# Your assignment
The records below are to be written out again, exactly as they appear.

BEGIN Information

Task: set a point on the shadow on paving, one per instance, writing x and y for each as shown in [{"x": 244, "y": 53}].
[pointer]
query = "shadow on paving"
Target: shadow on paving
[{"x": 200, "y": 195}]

END Information

# Output below
Task: set a point on the shadow on paving, one per instance, writing x and y for each as shown in [{"x": 244, "y": 53}].
[pointer]
query = "shadow on paving"
Target: shadow on paving
[{"x": 200, "y": 195}]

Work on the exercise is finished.